Natural language region descriptions
==========

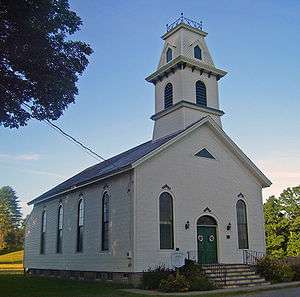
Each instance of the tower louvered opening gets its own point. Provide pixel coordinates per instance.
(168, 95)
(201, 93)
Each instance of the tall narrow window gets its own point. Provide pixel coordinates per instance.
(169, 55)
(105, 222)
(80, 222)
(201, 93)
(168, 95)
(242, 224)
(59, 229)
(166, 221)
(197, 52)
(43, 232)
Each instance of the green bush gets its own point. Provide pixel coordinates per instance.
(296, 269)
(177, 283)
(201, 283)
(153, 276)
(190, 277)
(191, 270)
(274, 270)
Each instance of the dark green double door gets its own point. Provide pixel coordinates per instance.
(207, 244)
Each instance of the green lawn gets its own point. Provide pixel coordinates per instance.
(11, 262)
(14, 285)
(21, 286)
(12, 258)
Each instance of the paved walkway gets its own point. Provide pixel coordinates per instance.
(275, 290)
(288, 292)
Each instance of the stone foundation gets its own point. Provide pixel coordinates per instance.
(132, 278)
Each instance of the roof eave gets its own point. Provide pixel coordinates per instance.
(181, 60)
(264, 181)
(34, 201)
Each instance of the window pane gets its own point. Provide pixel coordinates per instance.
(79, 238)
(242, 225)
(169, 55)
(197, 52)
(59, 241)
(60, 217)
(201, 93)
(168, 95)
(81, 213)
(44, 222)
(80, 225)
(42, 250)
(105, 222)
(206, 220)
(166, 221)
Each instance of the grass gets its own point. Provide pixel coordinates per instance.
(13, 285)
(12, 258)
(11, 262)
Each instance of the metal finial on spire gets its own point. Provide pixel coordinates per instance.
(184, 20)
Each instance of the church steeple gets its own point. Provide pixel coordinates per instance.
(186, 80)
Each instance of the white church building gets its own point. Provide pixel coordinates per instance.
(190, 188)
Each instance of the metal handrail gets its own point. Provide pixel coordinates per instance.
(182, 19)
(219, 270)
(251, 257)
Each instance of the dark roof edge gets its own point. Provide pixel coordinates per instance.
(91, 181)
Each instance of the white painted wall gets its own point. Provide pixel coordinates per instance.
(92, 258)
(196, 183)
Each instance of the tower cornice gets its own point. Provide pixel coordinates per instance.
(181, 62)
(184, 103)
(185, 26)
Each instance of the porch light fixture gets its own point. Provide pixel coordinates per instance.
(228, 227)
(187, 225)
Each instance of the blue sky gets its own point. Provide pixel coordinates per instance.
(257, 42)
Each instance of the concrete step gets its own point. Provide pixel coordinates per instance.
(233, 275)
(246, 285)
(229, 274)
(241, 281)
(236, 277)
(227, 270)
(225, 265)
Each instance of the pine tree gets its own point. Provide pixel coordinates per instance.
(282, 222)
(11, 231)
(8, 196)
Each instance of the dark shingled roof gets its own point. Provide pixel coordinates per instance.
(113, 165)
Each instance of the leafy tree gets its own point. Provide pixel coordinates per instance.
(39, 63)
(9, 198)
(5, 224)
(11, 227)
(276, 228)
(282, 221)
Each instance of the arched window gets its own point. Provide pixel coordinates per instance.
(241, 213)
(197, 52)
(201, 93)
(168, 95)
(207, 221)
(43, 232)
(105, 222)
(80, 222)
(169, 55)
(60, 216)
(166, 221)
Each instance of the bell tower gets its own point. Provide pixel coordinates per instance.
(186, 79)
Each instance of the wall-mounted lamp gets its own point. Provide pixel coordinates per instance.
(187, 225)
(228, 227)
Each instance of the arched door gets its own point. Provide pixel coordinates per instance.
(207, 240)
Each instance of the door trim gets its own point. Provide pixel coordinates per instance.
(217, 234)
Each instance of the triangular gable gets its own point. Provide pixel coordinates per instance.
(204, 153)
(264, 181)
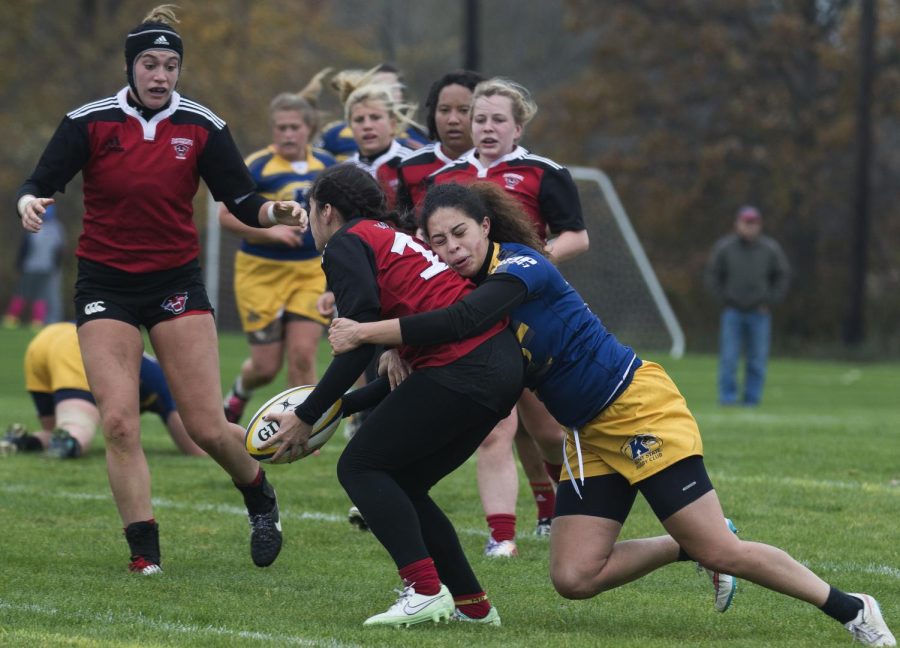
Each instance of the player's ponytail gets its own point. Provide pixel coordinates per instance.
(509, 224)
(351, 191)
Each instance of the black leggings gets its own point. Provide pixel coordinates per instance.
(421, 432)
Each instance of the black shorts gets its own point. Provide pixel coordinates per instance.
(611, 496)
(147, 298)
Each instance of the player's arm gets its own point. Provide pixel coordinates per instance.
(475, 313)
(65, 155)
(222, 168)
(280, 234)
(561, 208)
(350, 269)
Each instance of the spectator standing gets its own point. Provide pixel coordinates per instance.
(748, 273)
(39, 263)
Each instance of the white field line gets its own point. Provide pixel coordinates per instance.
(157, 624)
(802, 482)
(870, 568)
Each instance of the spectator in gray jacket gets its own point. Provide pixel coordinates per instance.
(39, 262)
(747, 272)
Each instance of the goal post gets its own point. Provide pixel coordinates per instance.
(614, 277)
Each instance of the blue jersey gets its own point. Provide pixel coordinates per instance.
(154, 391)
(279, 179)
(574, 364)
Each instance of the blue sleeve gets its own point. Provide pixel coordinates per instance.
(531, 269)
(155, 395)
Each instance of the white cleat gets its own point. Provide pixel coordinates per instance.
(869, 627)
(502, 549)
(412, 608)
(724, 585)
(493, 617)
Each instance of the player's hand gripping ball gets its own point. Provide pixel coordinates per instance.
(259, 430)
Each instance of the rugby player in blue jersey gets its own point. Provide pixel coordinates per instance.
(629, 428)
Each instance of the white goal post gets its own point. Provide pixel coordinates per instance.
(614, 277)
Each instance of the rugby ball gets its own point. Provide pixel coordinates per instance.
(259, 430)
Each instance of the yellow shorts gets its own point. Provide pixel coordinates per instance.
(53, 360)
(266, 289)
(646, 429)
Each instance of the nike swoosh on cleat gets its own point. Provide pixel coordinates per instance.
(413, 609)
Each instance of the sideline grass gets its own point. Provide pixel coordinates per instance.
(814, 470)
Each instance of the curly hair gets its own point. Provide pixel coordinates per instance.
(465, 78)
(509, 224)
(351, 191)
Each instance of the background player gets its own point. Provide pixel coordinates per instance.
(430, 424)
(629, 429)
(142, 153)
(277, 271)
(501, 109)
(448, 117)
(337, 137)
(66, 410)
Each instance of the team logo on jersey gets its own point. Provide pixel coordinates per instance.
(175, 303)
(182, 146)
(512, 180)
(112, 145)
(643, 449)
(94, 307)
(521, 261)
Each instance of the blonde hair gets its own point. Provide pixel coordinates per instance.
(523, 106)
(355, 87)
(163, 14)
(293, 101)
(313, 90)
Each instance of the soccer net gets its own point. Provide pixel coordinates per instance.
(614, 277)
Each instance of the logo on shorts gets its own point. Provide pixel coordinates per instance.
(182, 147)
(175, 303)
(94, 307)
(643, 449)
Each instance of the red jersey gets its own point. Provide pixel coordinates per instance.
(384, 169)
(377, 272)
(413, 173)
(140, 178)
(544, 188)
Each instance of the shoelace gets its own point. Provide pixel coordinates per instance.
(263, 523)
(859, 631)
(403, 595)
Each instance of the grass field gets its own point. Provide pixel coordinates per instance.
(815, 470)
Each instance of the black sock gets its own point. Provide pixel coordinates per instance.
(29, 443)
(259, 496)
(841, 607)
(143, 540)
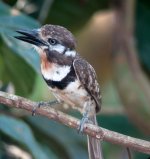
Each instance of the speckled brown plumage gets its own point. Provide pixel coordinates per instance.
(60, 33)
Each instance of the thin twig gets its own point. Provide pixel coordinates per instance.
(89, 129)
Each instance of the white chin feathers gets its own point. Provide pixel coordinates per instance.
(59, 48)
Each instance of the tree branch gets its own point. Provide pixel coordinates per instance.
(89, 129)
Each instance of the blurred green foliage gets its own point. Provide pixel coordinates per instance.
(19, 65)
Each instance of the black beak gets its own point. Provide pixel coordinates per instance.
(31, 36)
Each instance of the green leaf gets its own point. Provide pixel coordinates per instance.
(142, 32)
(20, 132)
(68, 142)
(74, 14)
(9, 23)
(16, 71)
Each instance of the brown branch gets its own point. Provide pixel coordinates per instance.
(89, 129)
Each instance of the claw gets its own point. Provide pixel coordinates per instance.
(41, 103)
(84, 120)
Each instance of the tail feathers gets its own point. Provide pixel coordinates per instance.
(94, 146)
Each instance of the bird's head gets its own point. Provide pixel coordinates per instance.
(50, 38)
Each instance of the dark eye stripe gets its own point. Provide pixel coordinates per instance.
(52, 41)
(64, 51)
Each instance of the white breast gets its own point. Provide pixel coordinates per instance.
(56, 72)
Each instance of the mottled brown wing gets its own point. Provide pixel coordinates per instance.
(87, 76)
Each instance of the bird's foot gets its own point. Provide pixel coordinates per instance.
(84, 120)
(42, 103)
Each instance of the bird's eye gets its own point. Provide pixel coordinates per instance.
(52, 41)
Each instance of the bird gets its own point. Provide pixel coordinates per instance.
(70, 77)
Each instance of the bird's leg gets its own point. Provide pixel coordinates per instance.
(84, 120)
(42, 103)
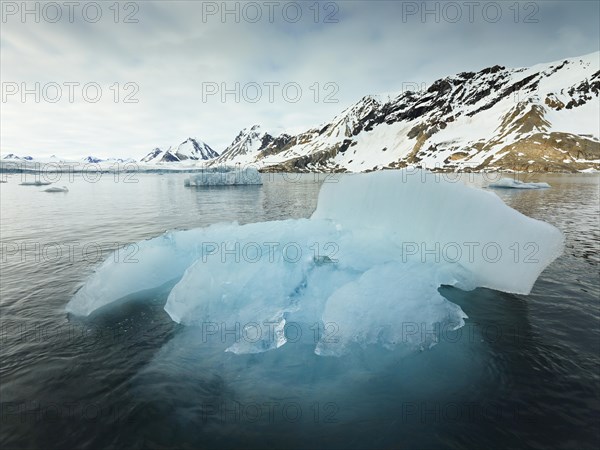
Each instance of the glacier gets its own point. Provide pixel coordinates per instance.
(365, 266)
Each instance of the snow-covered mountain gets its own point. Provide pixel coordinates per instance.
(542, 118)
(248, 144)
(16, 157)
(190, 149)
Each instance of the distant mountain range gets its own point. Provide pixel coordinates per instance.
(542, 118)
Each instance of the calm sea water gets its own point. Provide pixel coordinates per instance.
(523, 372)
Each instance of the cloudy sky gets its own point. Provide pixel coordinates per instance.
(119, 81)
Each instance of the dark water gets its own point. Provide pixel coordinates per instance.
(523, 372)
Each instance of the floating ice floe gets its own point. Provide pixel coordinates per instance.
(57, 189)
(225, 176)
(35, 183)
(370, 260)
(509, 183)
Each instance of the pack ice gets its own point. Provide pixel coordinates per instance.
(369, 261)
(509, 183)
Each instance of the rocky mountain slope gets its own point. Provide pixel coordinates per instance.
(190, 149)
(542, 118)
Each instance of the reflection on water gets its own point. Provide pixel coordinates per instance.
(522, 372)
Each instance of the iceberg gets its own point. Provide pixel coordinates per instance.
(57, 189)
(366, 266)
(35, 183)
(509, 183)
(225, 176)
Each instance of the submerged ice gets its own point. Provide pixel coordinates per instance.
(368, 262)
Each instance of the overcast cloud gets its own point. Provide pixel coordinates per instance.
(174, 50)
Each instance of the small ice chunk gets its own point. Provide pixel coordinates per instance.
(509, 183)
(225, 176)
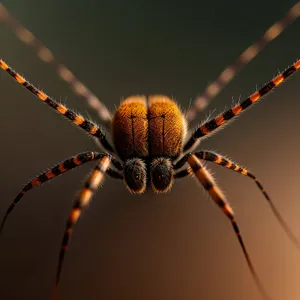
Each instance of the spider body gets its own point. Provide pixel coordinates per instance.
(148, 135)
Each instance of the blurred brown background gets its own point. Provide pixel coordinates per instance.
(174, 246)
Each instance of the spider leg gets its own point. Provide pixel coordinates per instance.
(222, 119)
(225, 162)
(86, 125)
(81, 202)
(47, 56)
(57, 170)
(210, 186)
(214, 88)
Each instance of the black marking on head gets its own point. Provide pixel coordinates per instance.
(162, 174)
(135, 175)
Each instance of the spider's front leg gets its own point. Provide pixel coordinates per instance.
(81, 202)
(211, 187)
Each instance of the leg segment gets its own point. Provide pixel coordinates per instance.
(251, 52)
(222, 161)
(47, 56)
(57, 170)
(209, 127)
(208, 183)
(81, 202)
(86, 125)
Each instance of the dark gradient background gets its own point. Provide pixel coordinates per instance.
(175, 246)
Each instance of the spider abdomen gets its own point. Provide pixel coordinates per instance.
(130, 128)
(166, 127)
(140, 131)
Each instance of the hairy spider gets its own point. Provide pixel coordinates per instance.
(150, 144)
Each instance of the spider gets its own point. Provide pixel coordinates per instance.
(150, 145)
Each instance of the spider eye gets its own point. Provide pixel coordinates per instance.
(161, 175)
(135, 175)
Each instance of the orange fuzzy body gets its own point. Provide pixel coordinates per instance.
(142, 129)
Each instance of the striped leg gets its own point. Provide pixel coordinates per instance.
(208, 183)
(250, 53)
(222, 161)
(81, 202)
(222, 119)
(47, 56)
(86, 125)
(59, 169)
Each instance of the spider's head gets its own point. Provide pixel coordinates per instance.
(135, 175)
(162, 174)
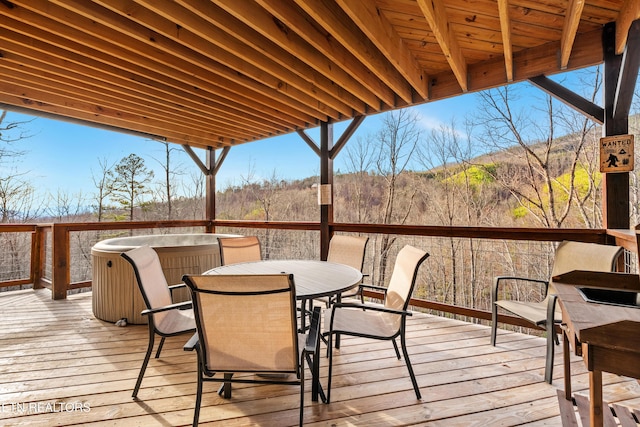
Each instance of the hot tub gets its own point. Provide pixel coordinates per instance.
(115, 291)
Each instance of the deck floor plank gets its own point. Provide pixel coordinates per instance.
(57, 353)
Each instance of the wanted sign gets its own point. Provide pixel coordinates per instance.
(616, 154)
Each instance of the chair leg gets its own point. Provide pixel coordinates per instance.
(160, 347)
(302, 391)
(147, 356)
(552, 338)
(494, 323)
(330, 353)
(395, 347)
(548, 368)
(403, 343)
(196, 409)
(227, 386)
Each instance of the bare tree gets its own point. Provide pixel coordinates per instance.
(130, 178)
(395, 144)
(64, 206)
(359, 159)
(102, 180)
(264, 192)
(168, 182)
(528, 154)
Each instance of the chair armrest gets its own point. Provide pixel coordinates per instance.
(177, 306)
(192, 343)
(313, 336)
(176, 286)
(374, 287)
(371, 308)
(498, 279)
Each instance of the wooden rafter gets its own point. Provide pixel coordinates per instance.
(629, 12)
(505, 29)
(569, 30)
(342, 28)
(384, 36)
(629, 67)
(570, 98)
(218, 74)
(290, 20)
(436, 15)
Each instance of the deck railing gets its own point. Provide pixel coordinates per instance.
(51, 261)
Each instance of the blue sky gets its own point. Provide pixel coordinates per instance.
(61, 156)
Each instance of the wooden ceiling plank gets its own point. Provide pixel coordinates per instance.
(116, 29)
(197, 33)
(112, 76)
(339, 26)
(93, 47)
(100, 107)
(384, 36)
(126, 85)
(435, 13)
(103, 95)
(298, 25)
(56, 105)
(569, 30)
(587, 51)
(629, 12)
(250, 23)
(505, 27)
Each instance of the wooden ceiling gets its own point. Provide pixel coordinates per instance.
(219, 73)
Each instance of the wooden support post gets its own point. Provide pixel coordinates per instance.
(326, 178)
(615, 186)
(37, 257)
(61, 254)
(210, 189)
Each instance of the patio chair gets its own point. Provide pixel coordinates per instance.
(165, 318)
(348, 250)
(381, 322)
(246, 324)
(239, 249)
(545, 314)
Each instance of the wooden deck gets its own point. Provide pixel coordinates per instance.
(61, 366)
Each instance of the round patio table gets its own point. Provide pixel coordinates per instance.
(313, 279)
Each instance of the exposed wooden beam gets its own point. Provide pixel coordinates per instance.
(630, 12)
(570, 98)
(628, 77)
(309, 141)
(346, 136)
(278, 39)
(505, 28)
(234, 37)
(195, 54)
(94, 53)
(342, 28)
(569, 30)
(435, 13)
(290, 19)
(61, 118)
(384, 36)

==========

▸ What the exercise asks: Give back, word for word, the lines from the one with "Each instance of the round" through the last line of the entries, both included, and no other line.

▸ Exercise solution:
Each instance of the round patio table gets its own point. Provide pixel coordinates per instance.
(313, 279)
Each instance of the exposed wooden beam gets its own point. Provide pixel coordinates per instance.
(630, 12)
(570, 98)
(628, 77)
(309, 141)
(346, 136)
(278, 39)
(505, 28)
(234, 37)
(195, 54)
(94, 53)
(342, 28)
(569, 30)
(435, 13)
(290, 19)
(61, 118)
(384, 36)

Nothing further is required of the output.